====== EXCERPTED PASSAGE

Root exudates induce rhizosphere effect benefits for plant N use efficiency and fitness of relatives for Glycine max

Aims: Kin recognition has been used to explain plant interactions among siblings. However, the phenotypic-based measurements have drawn various results, and the mechanism of plant kin recognition remains unclear. Here, we tested plant kin recognition based on plant nitrogen (N) use efficiency induced by the rhizosphere effect, plant growth performance and fitness. Methods: Glycine max (L.) Merr. was planted pairwise either with siblings or with non-siblings (strangers). Several characteristics, including plant height, specific leaf area (SLA), plant biomass, fitness, chlorophyll content, and plant N use efficiency (NUE) were measured. The root exudation rates of carbon (C) and N, soil microbial biomass C (MBC) and N, and the abundance of functional genes, as well as soil archaeal, bacterial, and fungal abundance, were quantified. Results: Significant increases in plant height, seed and shoot biomass, chlorophyll content, and NUE were observed in G. max plants living with siblings compared to strangers, suggesting that plant kin recognition results in superior growth and fitness. The root exudation rate of C was significantly higher in individuals living with siblings than with strangers. The input of C from root exudates further induced the rhizosphere effect, enhancing the soil MBC and increasing the abundance of soil archaea and soil ammonia-oxidizing archaea (AOAs). Plants living with siblings increased NUE for enriched available N in soil, and increased aboveground growth and fitness compared to those living with strangers for G. max. Conclusions: The rhizosphere effect on soil microbes and N turnover triggered by the root exudates depend on the neighbor's identity and could be a potential underground feedback mechanism for plant kin recognition.

============
====== DATA UNDER STUDY

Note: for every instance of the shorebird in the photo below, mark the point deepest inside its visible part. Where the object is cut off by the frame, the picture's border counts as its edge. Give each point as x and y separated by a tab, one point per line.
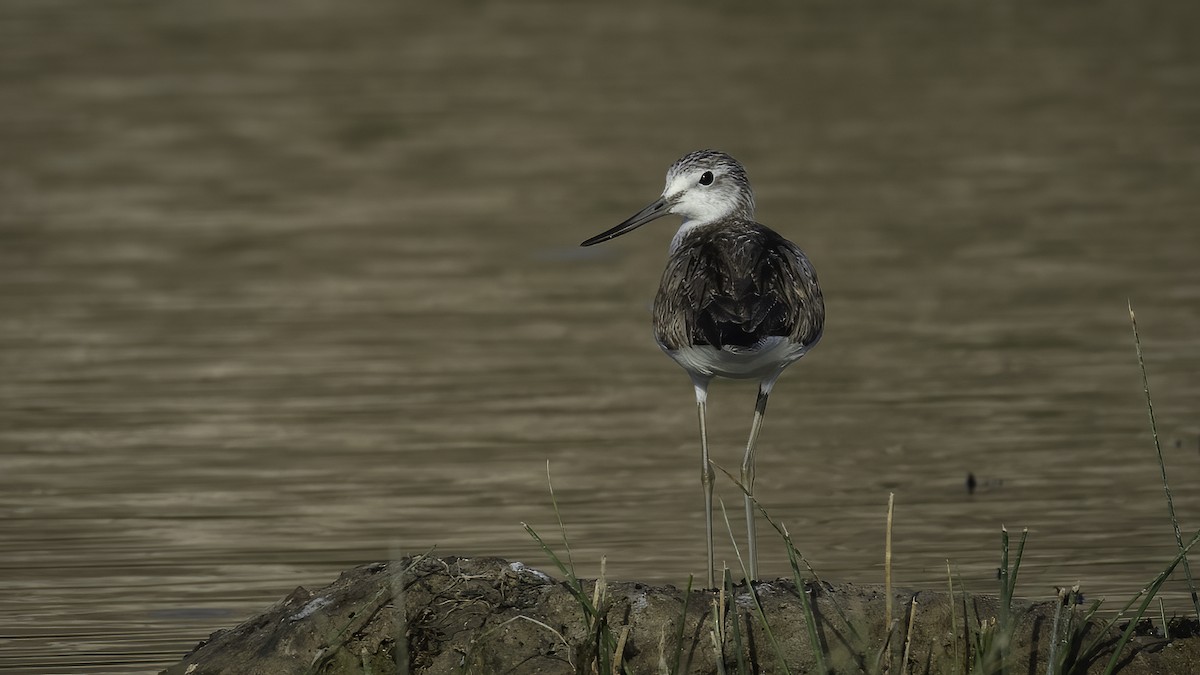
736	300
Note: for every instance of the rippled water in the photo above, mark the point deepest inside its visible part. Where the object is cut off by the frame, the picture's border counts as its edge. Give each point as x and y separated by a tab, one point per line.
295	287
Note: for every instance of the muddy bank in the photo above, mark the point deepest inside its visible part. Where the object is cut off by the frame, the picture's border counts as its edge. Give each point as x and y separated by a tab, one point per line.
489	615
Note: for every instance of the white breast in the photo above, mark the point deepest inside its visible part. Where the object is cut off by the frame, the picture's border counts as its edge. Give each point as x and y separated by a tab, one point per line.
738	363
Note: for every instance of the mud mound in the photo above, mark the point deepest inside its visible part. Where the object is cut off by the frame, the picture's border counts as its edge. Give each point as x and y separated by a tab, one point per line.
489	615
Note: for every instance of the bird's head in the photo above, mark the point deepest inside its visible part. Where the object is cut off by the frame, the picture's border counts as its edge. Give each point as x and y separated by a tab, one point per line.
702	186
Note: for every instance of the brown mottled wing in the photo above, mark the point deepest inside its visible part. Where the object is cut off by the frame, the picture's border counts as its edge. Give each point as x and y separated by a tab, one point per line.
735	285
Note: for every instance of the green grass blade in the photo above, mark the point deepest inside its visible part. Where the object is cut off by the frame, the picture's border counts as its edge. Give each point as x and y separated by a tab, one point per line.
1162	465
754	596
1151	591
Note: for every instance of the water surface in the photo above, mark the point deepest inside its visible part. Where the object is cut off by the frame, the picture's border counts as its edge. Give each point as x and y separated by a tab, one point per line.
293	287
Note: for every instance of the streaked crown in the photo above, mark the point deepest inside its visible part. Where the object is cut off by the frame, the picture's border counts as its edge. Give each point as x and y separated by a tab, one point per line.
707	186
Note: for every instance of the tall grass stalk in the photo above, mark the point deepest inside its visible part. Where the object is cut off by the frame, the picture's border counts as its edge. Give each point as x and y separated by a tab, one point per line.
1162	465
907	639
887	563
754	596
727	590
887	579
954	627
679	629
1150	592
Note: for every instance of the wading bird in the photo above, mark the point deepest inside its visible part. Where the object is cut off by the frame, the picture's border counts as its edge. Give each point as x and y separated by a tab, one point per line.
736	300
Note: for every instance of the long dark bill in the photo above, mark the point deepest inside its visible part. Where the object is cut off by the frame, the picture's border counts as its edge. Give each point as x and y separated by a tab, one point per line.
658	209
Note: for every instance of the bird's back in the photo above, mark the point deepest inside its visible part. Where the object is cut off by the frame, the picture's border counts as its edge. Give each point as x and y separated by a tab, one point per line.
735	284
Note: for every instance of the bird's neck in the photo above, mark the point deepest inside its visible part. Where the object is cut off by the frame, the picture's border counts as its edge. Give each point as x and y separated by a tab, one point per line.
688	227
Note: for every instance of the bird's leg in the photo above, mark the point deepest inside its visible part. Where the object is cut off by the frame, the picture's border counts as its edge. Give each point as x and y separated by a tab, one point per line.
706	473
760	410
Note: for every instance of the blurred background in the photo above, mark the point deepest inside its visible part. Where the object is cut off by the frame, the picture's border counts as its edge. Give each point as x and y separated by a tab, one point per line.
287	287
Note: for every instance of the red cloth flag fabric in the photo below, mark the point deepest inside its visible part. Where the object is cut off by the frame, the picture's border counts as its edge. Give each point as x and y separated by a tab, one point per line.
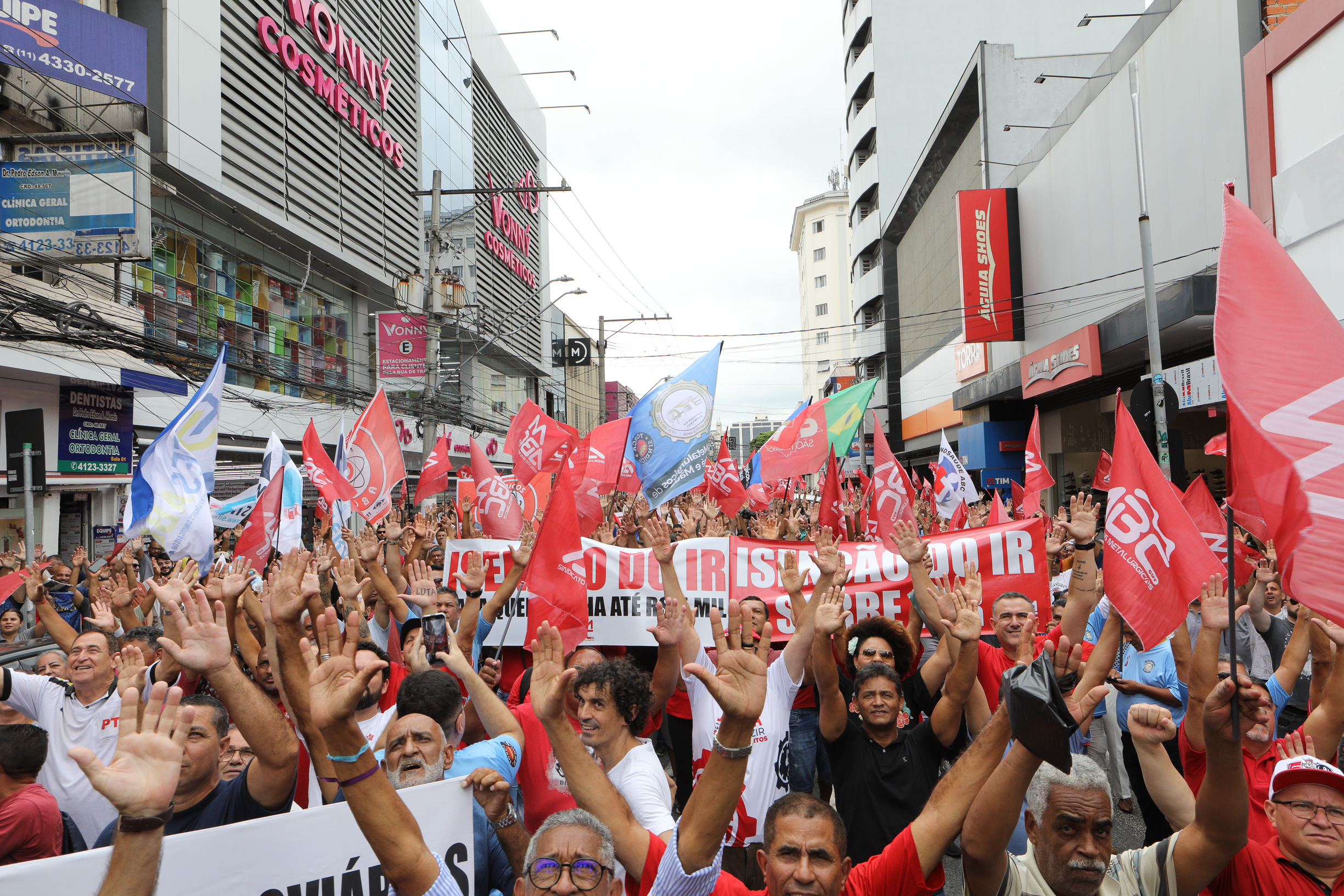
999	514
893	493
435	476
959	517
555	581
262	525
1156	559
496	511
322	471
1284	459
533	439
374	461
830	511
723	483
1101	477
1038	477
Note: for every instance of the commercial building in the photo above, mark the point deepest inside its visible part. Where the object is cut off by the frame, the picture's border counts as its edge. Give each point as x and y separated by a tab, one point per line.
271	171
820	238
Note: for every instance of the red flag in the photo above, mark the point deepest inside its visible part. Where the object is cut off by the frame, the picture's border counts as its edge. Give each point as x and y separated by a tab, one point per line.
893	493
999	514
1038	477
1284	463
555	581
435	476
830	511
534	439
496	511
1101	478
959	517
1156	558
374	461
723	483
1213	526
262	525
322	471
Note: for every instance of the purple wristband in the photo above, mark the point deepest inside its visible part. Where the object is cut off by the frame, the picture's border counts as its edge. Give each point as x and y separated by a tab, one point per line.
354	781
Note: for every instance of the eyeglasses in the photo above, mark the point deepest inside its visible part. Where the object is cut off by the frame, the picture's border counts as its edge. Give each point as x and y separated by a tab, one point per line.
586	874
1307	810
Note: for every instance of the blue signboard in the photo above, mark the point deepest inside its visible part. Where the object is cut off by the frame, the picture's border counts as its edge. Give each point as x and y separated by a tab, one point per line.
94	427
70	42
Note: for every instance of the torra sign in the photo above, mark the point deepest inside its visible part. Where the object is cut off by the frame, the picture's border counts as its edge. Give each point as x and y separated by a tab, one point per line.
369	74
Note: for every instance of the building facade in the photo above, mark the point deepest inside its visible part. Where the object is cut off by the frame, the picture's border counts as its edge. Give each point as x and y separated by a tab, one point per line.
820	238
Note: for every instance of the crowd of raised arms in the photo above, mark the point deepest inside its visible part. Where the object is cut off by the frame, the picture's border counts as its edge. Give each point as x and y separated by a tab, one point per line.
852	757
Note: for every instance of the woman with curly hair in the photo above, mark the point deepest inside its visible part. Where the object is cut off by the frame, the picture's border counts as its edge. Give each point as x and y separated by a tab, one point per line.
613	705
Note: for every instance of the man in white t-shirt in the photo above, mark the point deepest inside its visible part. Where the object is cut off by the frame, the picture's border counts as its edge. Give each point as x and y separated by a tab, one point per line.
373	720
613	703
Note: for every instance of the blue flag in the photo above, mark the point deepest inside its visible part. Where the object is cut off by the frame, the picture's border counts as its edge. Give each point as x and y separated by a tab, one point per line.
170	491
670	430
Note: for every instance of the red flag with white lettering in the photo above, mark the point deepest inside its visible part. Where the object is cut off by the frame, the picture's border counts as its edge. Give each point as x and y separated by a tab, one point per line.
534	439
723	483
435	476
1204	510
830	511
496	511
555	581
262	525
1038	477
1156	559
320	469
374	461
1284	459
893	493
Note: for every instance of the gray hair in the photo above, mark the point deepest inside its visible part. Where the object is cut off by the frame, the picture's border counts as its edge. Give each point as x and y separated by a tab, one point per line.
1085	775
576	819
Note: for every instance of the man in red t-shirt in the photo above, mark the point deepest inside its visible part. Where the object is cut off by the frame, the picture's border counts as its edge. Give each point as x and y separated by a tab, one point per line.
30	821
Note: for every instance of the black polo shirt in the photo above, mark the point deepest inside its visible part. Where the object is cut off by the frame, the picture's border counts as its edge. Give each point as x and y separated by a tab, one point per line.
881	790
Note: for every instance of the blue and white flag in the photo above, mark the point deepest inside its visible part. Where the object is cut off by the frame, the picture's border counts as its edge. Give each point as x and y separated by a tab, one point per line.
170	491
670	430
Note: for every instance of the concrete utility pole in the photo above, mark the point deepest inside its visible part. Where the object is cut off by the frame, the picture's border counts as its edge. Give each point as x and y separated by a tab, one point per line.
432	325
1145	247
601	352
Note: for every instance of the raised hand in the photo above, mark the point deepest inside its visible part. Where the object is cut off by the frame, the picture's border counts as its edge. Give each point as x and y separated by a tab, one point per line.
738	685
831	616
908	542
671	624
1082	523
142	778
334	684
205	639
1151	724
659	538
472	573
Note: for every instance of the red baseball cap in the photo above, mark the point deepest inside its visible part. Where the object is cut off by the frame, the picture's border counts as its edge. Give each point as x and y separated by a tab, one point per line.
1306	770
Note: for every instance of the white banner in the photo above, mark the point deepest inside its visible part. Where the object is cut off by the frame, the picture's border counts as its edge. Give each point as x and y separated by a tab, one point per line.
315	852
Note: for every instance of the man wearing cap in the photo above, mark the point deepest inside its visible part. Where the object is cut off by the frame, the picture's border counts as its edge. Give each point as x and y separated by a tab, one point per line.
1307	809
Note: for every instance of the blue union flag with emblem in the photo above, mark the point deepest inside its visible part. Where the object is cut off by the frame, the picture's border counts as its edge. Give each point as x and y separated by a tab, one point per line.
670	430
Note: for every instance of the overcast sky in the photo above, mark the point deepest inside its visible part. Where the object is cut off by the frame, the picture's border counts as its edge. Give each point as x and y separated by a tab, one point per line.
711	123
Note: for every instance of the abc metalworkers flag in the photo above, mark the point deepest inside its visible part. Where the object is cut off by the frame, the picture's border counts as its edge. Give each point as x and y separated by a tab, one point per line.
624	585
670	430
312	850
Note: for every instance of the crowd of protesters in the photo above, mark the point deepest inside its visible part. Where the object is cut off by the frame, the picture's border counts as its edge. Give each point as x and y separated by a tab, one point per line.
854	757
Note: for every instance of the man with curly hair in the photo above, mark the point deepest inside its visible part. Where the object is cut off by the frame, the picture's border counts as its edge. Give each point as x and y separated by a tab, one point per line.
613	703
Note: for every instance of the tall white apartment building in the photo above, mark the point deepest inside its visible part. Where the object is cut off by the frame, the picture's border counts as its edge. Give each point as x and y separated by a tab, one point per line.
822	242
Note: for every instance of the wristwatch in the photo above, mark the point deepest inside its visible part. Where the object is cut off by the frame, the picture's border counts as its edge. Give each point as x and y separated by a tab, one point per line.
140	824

============

▶ **DIRECTIONS**
In two sentences, summarize the abstract above on kin recognition in Glycine max.

▶ **REPLY**
Glycine max plants grown pairwise with siblings showed significantly greater plant height, seed and shoot biomass, chlorophyll content, and nitrogen use efficiency than those grown with strangers, along with a higher root exudation rate of carbon. This carbon input induced a rhizosphere effect that enhanced soil microbial biomass carbon and increased the abundance of soil archaea and ammonia-oxidizing archaea, and the study concludes that this neighbor-dependent effect could be an underground feedback mechanism for plant kin recognition.